◆ AIM ◆
Pick out each line of the listing below that contains the word "base", and copy those lines.

>> BEGIN RECORDED INFORMATION

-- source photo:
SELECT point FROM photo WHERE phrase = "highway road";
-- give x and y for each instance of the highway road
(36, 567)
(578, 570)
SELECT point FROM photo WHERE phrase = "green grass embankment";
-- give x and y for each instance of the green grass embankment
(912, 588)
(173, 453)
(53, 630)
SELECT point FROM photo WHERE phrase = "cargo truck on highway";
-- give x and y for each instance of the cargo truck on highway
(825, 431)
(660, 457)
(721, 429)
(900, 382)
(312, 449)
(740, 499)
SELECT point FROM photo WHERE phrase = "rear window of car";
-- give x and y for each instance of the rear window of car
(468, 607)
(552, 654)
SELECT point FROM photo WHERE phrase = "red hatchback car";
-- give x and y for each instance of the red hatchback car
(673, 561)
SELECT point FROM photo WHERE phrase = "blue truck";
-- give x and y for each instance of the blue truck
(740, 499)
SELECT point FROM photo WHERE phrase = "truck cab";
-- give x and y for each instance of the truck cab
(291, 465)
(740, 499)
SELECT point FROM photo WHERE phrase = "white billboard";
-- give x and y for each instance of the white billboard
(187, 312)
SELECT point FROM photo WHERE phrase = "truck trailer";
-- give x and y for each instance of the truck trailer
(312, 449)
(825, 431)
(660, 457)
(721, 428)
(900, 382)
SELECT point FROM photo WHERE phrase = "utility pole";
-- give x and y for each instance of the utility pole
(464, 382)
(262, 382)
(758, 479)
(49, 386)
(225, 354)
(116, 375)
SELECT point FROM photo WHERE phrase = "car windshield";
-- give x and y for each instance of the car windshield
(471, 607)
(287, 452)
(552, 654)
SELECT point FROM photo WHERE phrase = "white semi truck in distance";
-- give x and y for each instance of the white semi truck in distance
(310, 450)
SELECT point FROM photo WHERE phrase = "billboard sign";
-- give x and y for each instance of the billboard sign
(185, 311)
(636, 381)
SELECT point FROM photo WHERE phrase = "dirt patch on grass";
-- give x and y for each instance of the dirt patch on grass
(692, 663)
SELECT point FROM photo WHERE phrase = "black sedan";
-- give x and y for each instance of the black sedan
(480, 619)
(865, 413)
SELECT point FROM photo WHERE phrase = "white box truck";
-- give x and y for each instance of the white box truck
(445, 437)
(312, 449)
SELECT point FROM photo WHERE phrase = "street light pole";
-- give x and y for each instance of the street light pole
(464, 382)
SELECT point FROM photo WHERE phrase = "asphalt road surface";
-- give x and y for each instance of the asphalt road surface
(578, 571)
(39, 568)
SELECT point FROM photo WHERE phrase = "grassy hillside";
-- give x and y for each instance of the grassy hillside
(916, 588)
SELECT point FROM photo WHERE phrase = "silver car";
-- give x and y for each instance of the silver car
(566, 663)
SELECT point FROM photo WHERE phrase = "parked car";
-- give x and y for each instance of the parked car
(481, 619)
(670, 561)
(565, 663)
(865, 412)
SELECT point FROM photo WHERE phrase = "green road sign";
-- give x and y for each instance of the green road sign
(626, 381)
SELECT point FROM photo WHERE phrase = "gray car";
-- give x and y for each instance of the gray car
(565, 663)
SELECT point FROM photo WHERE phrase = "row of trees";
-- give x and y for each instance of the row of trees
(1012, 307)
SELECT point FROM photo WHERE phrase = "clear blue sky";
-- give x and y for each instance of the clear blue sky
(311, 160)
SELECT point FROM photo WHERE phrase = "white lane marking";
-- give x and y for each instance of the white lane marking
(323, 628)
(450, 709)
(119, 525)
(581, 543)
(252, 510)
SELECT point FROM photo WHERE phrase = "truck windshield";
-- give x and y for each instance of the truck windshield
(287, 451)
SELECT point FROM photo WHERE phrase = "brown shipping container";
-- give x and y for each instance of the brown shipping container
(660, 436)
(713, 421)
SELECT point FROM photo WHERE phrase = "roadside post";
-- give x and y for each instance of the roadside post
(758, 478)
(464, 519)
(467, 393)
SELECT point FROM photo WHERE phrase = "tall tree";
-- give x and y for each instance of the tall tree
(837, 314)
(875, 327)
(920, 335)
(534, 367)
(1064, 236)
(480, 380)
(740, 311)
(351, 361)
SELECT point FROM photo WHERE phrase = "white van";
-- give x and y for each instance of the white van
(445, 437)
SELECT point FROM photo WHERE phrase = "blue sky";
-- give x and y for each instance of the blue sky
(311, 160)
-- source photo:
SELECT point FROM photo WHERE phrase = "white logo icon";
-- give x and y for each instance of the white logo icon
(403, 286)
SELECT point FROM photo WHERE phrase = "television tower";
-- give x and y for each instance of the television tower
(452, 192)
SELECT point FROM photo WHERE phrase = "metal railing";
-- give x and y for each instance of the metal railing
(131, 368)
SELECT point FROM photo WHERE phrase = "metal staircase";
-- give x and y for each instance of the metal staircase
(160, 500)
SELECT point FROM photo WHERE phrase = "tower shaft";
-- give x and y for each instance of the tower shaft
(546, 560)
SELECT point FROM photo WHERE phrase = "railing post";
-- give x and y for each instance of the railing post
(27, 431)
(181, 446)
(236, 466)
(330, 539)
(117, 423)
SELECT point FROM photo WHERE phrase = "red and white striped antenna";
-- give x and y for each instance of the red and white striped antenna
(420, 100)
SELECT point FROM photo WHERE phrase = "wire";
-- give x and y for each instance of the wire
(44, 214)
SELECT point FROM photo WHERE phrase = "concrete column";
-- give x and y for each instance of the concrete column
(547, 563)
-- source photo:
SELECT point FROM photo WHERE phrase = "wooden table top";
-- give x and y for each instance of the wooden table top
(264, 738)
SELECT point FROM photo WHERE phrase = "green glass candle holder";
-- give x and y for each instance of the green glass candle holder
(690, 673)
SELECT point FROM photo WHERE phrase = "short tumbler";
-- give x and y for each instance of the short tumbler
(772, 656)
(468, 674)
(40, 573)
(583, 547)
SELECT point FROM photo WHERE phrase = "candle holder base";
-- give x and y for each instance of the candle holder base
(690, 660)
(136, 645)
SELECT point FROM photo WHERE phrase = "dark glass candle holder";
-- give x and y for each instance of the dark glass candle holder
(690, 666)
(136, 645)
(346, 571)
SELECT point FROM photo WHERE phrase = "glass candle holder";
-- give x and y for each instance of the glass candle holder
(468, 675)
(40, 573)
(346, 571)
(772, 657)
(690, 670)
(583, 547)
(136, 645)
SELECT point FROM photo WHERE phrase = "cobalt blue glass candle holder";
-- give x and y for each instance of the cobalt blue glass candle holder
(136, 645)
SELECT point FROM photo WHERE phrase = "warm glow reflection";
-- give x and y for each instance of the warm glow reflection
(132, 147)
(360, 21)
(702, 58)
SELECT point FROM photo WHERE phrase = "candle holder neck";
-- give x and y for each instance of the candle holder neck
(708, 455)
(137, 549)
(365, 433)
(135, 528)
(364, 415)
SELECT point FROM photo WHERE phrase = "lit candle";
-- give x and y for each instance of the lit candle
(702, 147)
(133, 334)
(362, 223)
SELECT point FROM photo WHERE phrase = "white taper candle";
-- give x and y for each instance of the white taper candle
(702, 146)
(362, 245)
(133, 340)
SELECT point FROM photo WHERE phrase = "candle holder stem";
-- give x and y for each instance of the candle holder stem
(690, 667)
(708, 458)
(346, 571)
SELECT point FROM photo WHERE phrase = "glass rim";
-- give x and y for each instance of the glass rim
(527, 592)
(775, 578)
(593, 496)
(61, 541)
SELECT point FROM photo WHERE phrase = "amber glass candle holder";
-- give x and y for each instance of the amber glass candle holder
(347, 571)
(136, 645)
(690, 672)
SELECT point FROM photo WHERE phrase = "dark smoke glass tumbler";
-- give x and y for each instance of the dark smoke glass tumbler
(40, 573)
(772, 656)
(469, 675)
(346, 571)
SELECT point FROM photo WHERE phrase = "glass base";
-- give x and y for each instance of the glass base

>> END RECORDED INFORMATION

◆ THE SOLUTION ◆
SELECT point FROM photo WHERE phrase = "candle holder base";
-- give x and y for each instance of the candle holder base
SELECT point FROM photo WHERE phrase = "glass base";
-- give x and y for each instance of the glass base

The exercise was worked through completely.